_Challenge_
Arrange the data below as a Markdown table with the columns "Row" and "Data line", giving each line a row number and leaving out blank lines and the pictures.

_Record excerpts_
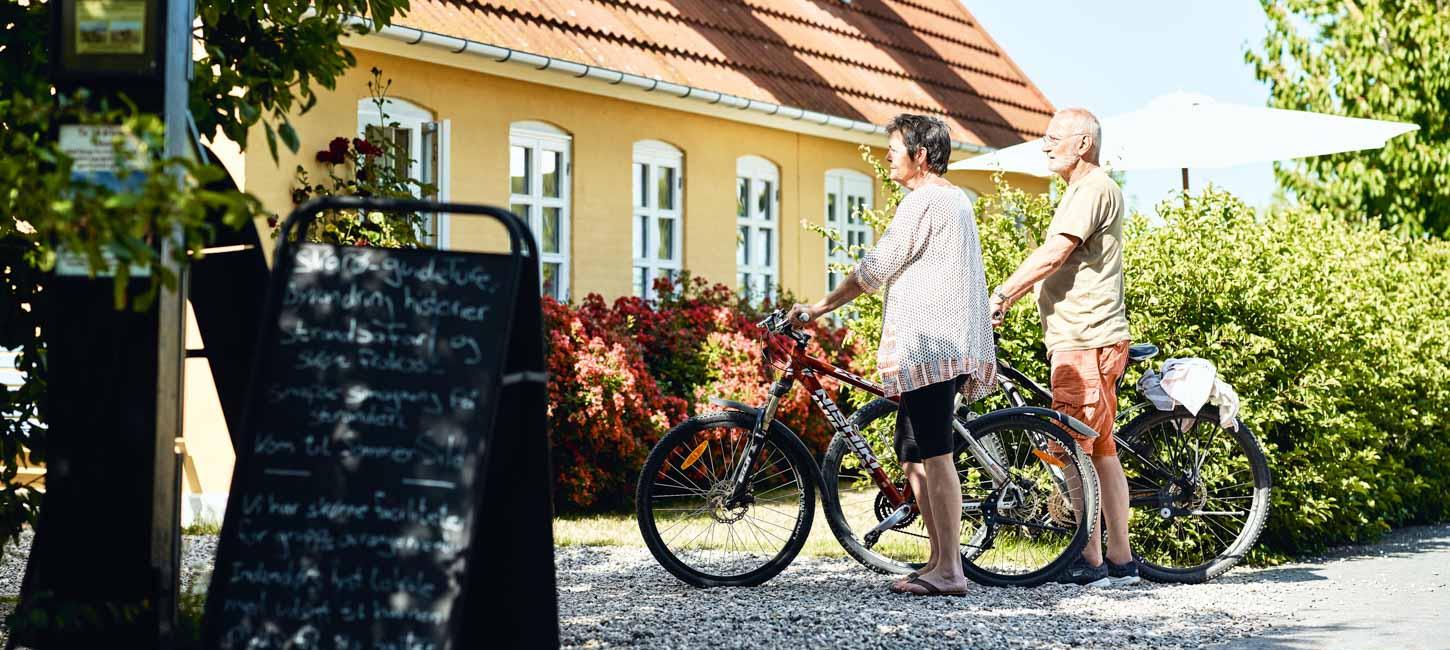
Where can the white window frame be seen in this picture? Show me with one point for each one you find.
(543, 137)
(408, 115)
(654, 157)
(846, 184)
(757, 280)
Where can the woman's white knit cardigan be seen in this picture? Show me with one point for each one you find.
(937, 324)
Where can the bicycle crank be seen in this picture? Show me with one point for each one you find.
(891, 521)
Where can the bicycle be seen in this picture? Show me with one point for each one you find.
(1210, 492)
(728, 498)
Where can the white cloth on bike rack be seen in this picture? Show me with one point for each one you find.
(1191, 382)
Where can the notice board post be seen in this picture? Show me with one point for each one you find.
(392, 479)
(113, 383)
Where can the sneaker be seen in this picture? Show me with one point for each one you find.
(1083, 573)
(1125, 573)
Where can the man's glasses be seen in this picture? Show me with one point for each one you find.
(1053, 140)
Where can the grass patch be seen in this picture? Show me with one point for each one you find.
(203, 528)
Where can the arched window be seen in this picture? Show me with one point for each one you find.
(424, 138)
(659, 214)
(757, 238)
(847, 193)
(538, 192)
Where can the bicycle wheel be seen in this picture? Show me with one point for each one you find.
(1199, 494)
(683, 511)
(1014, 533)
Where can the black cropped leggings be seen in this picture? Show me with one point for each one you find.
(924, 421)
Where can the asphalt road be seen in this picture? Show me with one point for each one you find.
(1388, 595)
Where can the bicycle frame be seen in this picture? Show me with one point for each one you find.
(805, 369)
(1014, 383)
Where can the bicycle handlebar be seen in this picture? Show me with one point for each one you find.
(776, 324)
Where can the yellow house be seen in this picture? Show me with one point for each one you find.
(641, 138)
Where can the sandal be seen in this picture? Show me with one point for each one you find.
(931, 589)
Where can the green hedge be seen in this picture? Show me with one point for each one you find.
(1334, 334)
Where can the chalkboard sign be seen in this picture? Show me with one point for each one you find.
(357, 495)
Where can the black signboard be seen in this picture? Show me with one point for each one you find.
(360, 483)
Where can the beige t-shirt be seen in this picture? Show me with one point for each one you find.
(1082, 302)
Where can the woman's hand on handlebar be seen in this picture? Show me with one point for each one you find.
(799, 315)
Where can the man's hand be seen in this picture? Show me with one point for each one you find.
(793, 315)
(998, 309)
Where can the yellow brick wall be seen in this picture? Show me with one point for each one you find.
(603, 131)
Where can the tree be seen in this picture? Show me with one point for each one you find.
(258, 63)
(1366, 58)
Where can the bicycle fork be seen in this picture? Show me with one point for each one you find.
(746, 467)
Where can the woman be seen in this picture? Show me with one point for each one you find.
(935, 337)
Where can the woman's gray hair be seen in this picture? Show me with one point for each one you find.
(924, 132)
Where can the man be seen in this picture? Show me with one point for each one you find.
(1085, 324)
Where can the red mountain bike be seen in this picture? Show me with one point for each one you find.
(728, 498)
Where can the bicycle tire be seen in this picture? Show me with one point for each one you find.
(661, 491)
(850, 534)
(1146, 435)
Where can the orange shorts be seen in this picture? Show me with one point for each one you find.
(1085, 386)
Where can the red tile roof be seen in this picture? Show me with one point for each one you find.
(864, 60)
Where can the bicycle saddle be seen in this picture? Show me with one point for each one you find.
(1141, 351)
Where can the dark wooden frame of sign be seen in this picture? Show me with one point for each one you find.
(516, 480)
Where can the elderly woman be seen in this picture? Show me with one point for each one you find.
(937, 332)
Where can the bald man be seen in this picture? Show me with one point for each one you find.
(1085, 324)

_Exercise result_
| Row | Data line |
|---|---|
| 1 | Where can the white window frame be seen in this picture? Show me with one point for each one you find. |
| 2 | (543, 137) |
| 3 | (408, 115) |
| 4 | (654, 157) |
| 5 | (846, 184) |
| 6 | (757, 280) |
| 7 | Where can the woman's white knit cardigan be seen in this picture? Show me with one point for each one you find. |
| 8 | (937, 324) |
| 9 | Where can the bicycle crank be seen in this picture? Show me with one point for each one you find. |
| 10 | (891, 521) |
| 11 | Where can the bicycle be seen in this picture? Show me with one point for each one you find. |
| 12 | (1210, 492) |
| 13 | (728, 498) |
| 14 | Where can the white cloth on bike rack be seen in this picture? Show me with one point for each one you find. |
| 15 | (1191, 382) |
| 16 | Where can the notice board post be seen in this picture? Show me with one point for each one you find. |
| 17 | (392, 479) |
| 18 | (113, 383) |
| 19 | Where can the sneaker be seen in this picture? Show me with one point for each one you find. |
| 20 | (1083, 573) |
| 21 | (1125, 573) |
| 22 | Where can the man's glasses be seen in this picture? Show me with one point for each one you find. |
| 23 | (1053, 140) |
| 24 | Where can the grass patch be seen in this picture? Show me with one point for each one you find. |
| 25 | (203, 528) |
| 26 | Where can the arched window be seen in this picture? Show me with one point for each one you find. |
| 27 | (424, 138) |
| 28 | (659, 214) |
| 29 | (757, 238) |
| 30 | (847, 193) |
| 31 | (538, 192) |
| 32 | Where can the bicycle wheel be seen in this picture? Show me with one point for each one you find. |
| 33 | (1199, 494) |
| 34 | (683, 511) |
| 35 | (1014, 533) |
| 36 | Where can the black cropped leggings be seen in this picture? Show me with one point for each one you find. |
| 37 | (924, 421) |
| 38 | Where can the asphalt road be seen in this picture? Show me with one point for each one you find. |
| 39 | (1388, 595) |
| 40 | Where can the bicycle frame be seen in this picture? Show me with one point for each one you find. |
| 41 | (805, 369) |
| 42 | (1014, 383) |
| 43 | Where can the bicycle handlebar be seen in this picture? Show me with one point for each one you find. |
| 44 | (776, 324) |
| 45 | Where can the yellow house be seen in this picture? Show me with one point for each one you find. |
| 46 | (641, 138) |
| 47 | Where can the sandal be seen in this picture? Show me with one point for each one you find. |
| 48 | (931, 589) |
| 49 | Where can the green hedge be seen in this picture? Show me with one point for each one you find. |
| 50 | (1334, 334) |
| 51 | Where can the chalkboard sign be seen in this picture? Show me with one point for each one you find. |
| 52 | (357, 495) |
| 53 | Where can the black signboard be seen in this picture? Show me with one point for each one you find. |
| 54 | (360, 483) |
| 55 | Where can the beige t-shirt be seen in this picture? Show me with one point for each one you find. |
| 56 | (1082, 302) |
| 57 | Where can the woman's hand on handlebar be seen in this picture? Show me with one point for each one you find. |
| 58 | (799, 315) |
| 59 | Where can the man's hand be seen in this picture? Show me with one point for each one you find. |
| 60 | (793, 315) |
| 61 | (998, 309) |
| 62 | Where can the yellow brick wall be seen in this picture? Show me with one point for each one you find. |
| 63 | (603, 131) |
| 64 | Where can the tree be seen in this picture? Show me with one point for each one you find. |
| 65 | (258, 63) |
| 66 | (1366, 58) |
| 67 | Where can the bicycle fork be seen in this picture? Show me with one point for each one you find. |
| 68 | (746, 467) |
| 69 | Where can the woman be seen in this picture? Show me with one point for each one you find. |
| 70 | (935, 337) |
| 71 | Where can the woman's gray hair be seen in this picture? Show me with one point for each one you find. |
| 72 | (924, 132) |
| 73 | Where can the man be seen in this picture? Show me with one point for each one you find. |
| 74 | (1085, 324) |
| 75 | Where can the red mountain bike be seen in this picture? Show me with one point for each one you find. |
| 76 | (728, 498) |
| 77 | Where can the bicycle tire be seen in this picture? Show me with one point for each one you find. |
| 78 | (661, 491) |
| 79 | (850, 534) |
| 80 | (1146, 435) |
| 81 | Where can the orange shorts be seen in this picture? Show me with one point for each one you find. |
| 82 | (1085, 386) |
| 83 | Where can the red tile roof be seen in this picture? Show me with one point for each one you find. |
| 84 | (864, 60) |
| 85 | Where can the bicycle saddle be seen in this picture? Show me with one point for each one you find. |
| 86 | (1141, 351) |
| 87 | Where can the dark wooden frame of sign be seen in this picture? Show me with one point for each one you find. |
| 88 | (516, 480) |
| 89 | Where can the elderly woman be seen in this picture? Show me with one point for each one you find. |
| 90 | (937, 332) |
| 91 | Where can the bald man be seen in this picture? Show me with one point for each one you find. |
| 92 | (1085, 324) |